Records supplied ->

☆ ☆ ☆ ☆ ☆ ☆ ☆

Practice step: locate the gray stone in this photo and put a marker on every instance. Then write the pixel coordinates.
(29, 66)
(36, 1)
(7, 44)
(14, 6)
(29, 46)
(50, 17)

☆ ☆ ☆ ☆ ☆ ☆ ☆

Task directions -> Reproduce the data above, substituting "red brick" for "gray stone" wherever it occurs and leaving everything else unchanged.

Output ->
Practice step: locate the red brick in this photo and put a marker on every instance. Then write the pixel coordinates.
(29, 66)
(36, 1)
(7, 44)
(14, 6)
(29, 46)
(50, 17)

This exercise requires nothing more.